How and when to verify repositories on the secondary?
As outlined in gitlab-org/gitlab-ee#4469, we want to verify repositories on the secondary match the repositories on the primary.
How do we do that on the secondary?
- repository checksum communicated via the DB
- use the last repository sync time to determine when to verify?
- once a repository has been quiet for a period of time? every night?
- what happens if the checksum doesn't match - how is that tracked and communicated?
- what about highly active projects? "Those aren’t normally a problem, because we would try to sync those anyway and a git pull on the secondary should quickly pick up inconsistencies."
/cc @stanhu @dbalexandre @toon
Initial Proposal
Assumption: a project's checksum is stored with the project in the database, and gets replicated into the secondary.
Each time a project is synced on the secondary, it's checksum is cleared in the ProjectRegistry
.
Once a day, a job kicks off that scans the ProjectRegistry
looking for projects that have not been checksumed.

Data excerpt:
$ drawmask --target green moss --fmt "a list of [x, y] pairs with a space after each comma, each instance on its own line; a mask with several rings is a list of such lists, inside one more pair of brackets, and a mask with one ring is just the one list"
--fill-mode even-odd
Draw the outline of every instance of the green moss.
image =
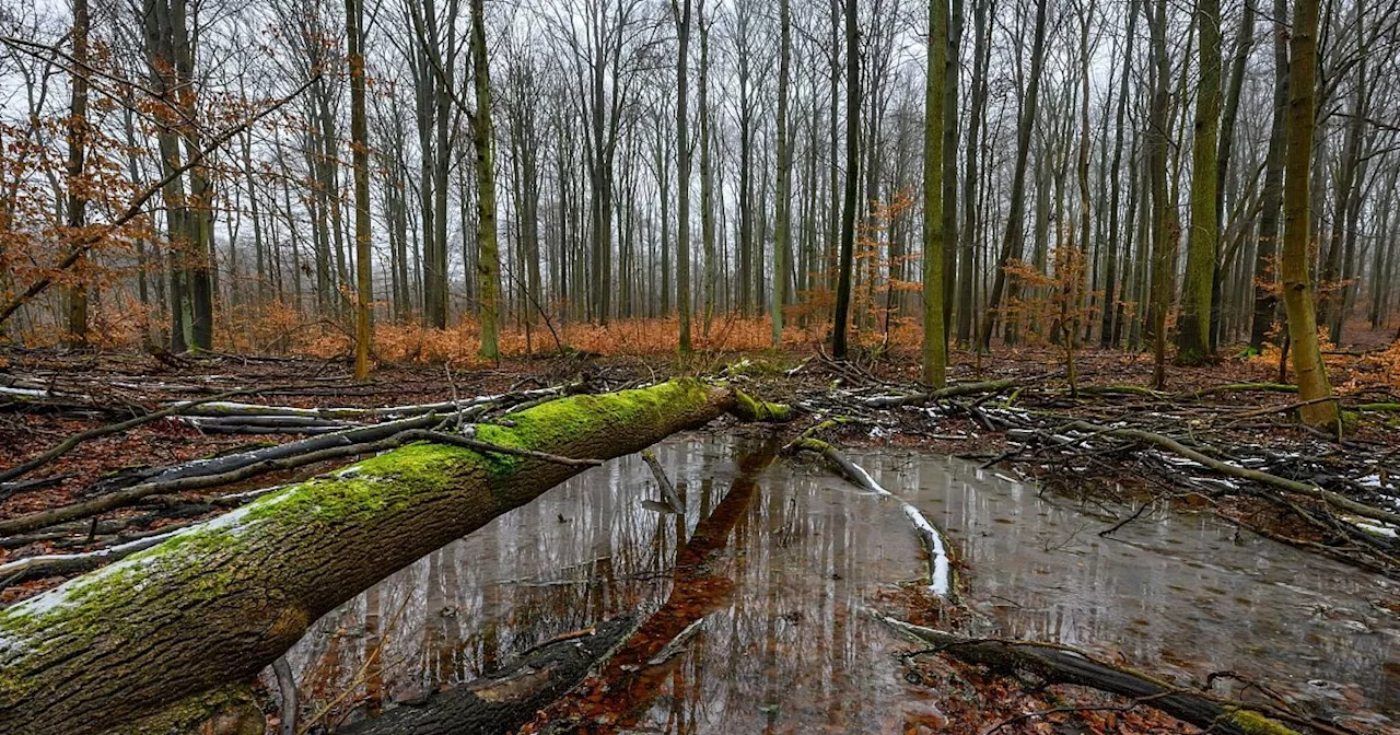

Tasks to perform:
[A] Rewrite the part of the repository verification issue starting at "How and when" and ending at "that on the secondary?", replacing "secondary" with "replica node" each time it occurs.
[B] Answer these questions about the repository verification issue:
(i) Which issue outlines the goal of verifying that repositories on the secondary match those on the primary?
(ii) How often does the job that scans the ProjectRegistry run?
(iii) Under the initial proposal's assumption, where is a project's checksum stored?
[C] Continue the issue about verifying repositories on the secondary, starting after its last sentence.

Answers to the problems:
[A]
How and when to verify repositories on the replica node?
As outlined in gitlab-org/gitlab-ee#4469, we want to verify repositories on the replica node match the repositories on the primary.
How do we do that on the replica node?

[B]
(i) gitlab-org/gitlab-ee#4469
(ii) Once a day
(iii) With the project in the database, from which it gets replicated into the secondary

[C]
If it's stable (project has not been synced in 6 hours and the project has a recently computed checksum), then compute the checksum and verify it matches the main project checksum.
If the checksum fails, mark it as failed in the ProjectRegistry
.
Enhance the API GET /geo_nodes/current/failures
to return the failures.
Possible new columns for the ProjectRegistry
repository_checksum
last_repository_verification_failure
last_repository_verification_at
wiki_checksum
last_wiki_verification_failure
last_wiki_verification_at
Related Issues/Epics: &58 (closed), #4746 (closed), #4755 (closed), #4756 (closed)